**WHAT THE EXERCISE ASKS**
Continue the forum exchange about whether respiratory droplets are water and how COVID spreads, starting after its last sentence.

**TEXT BLOCK**
——————————

Quote (InsaneBobb @ Feb 16 2021 09:42pm)
Not water. "Respiratory droplets" does not necessarily mean "water". Again, covid is airborne, according to the CDC. The information put out by the CDC is that it IS spread through aerosolized vaper you exhale.
The CDC claims an n95 mask will catch approximately 60% of the virus that you exhale. It also claims that the virus can survive in such aerosolized vaper for up to 3 hours. Note: Adding a secondary mask only improves the "catch" rate an additional 6%.
So, the math seems pretty simple: Pack a thousand people in a walmart, all of whom are wearing mask, 40% of the virus they exhale is still going to escape the mask, and hang around for hours. Thus, Walmart and these other corporate locations are all superspreaders.
The lockdowns, which limit what businesses people can utilize to these giant corporations in many areas are doing more to SPREAD the virus than contain it. :)
Respiratory droplets are water. Water is the solvent you breathe out. There's going to be other things in there, like virus and proteins, but it is water.

——————————

**SOURCE MATERIAL**

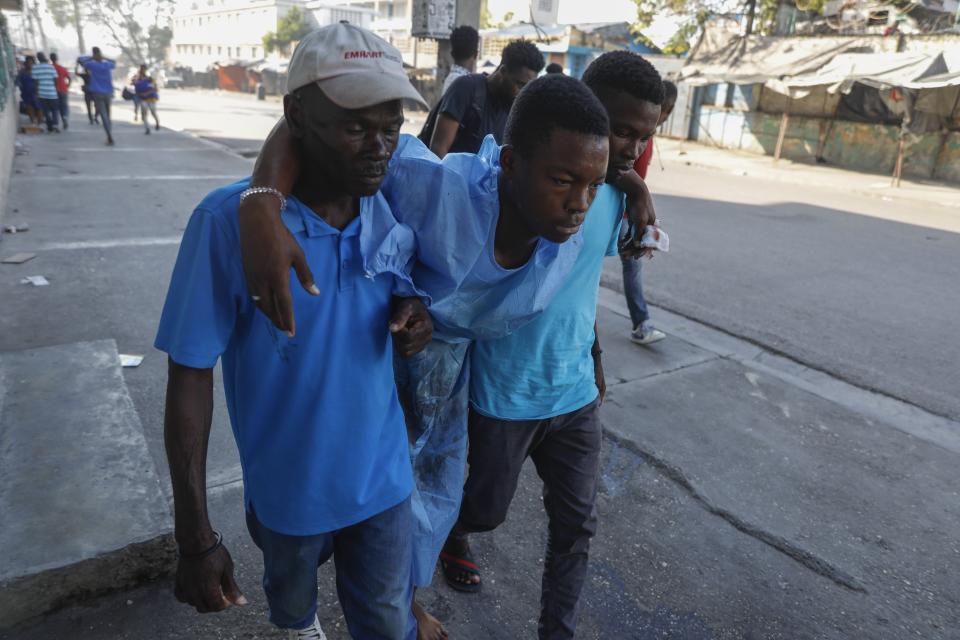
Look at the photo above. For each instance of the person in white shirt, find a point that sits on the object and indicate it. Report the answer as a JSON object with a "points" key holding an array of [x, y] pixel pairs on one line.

——————————

**TASK RESULT**
Most of the spread is through droplets, which are effectively blocked by a mask. Masks are hydrophilic. The virus does not spread significantly outside of droplets. A bare virus exposed to the atmosphere and not in a water droplet becomes inactivated much faster than one that is inside of a water droplet. Additionally, most of the spread is not through the air over long distances, but through close contact. Remember that viral concentration will drop off with the area of the circle around the host, which means that it follows the inverse square law. So when you double the distance from the host you are cutting the viral concentration in 1/4th. Another doubling and it's 1/16th, and this also cuts down the chance of spreading. By using the mask just to limit how far your breathe travels you further cut down the rate of spread of virus from yourself if you are a carrier.
The conclusion that lockdowns limiting business access leading to increased spread is not one supported by the evidence. So far there's been, like, one study that concluded lockdowns didn't help and several dozen that concluded they do. Usually the one brought out is the one that compares Nordic countries to America, which isn't a good comparison because the Nordic counties still had what amounts to voluntary lockdowns without the government mandating it. You're taking other observations and inferring that they won't help, but that isn't the same as direct evidence.